[PROBLEM TO WORK ON]
Extract every line below, verbatim.

**** SUPPLIED RECORDS ****

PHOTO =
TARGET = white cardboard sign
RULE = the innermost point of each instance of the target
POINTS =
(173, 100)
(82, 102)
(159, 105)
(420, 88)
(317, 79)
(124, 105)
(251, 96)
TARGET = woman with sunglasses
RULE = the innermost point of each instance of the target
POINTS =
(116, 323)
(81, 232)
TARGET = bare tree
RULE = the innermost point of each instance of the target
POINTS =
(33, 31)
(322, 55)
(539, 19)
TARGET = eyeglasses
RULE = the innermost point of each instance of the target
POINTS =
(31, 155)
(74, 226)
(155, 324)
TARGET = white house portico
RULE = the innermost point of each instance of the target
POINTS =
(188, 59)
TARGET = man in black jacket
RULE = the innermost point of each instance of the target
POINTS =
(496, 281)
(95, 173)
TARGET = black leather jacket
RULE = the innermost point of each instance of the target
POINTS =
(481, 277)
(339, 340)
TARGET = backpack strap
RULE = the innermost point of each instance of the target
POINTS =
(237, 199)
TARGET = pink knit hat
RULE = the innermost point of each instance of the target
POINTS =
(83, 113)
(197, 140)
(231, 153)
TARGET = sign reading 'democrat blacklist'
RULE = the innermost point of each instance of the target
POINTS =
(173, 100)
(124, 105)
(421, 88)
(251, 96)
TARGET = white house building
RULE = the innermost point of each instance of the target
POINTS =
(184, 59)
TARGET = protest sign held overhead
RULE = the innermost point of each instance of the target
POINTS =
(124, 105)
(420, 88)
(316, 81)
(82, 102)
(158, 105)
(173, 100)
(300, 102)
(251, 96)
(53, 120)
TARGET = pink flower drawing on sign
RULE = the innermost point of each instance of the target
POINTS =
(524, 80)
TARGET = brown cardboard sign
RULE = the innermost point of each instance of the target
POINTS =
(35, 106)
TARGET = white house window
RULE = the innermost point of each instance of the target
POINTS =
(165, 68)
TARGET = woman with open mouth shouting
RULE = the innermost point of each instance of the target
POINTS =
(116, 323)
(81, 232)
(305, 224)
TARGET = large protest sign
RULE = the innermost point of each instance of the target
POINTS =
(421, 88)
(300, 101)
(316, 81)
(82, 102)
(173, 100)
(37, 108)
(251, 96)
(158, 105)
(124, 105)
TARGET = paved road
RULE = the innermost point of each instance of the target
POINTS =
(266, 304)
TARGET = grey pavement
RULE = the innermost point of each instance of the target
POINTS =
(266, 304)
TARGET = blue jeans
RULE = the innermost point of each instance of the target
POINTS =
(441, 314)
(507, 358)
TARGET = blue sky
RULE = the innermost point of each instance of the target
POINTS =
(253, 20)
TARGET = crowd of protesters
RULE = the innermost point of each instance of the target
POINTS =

****

[OUTPUT OF THE TASK]
PHOTO =
TARGET = white cardboard sign
RULE = the innermost point of each instance of the target
POINTS =
(173, 100)
(82, 102)
(159, 105)
(420, 88)
(317, 79)
(124, 105)
(251, 96)
TARGET = woman with sunglasses
RULE = the innermost point of each instance of the target
POINTS =
(116, 323)
(81, 232)
TARGET = bare tree
RULE = the innermost point of each instance of the target
POINTS =
(33, 31)
(322, 55)
(539, 19)
TARGET = eyeglasses
RULE = the innermost point of each instance of the target
POINTS =
(31, 155)
(74, 226)
(155, 324)
TARGET = white house portico
RULE = the innermost point of each instance of the target
POINTS =
(188, 59)
TARGET = man in black jacket
RULE = the innermost point of each instance of the target
POINTS =
(496, 281)
(95, 173)
TARGET = black leather jacket
RULE = the innermost point of each instance of the target
POINTS =
(481, 277)
(339, 340)
TARGET = backpack strap
RULE = the innermost point of each instance of the target
POINTS =
(237, 199)
TARGET = pink knit hat
RULE = the innermost point of each instance of the target
POINTS =
(83, 113)
(197, 140)
(231, 153)
TARGET = sign reading 'democrat blacklist'
RULE = the innermost point of each instance of the target
POINTS =
(173, 100)
(124, 105)
(421, 88)
(251, 96)
TARGET = white house building
RULE = the innermost point of each instance of the target
POINTS =
(184, 59)
TARGET = protest sign held overhead
RULE = the innermost point of each instance of the target
POINTS =
(124, 105)
(420, 88)
(316, 81)
(82, 102)
(158, 105)
(173, 100)
(300, 102)
(251, 96)
(53, 120)
TARGET = pink flower drawing on sign
RULE = the innermost point of each instance of the target
POINTS =
(524, 80)
TARGET = brown cardboard sign
RULE = the innermost point of each instance of the target
POINTS =
(35, 106)
TARGET = white house window
RULE = the innermost point of each instance of the target
POINTS =
(165, 68)
TARGET = woman with open mouth shouting
RULE = the innermost point of each instance of the target
POINTS =
(116, 323)
(81, 232)
(305, 224)
TARGET = large protest sign
RULE = the innermost point of each instance of the target
POINTS =
(421, 88)
(300, 101)
(316, 81)
(82, 102)
(173, 100)
(37, 108)
(251, 96)
(158, 105)
(124, 105)
TARGET = paved road
RULE = the innermost point of each instance of the target
POINTS =
(266, 304)
TARGET = grey pavement
RULE = the innermost point of each instance of the target
POINTS =
(266, 304)
TARGET = blue jeans
RULE = the innermost point of each instance of the target
POINTS =
(441, 314)
(507, 358)
TARGET = blue sky
RULE = the innermost point of each instance of the target
POINTS =
(253, 20)
TARGET = crowd of protesters
RULE = the innermost point of each instance of the target
POINTS =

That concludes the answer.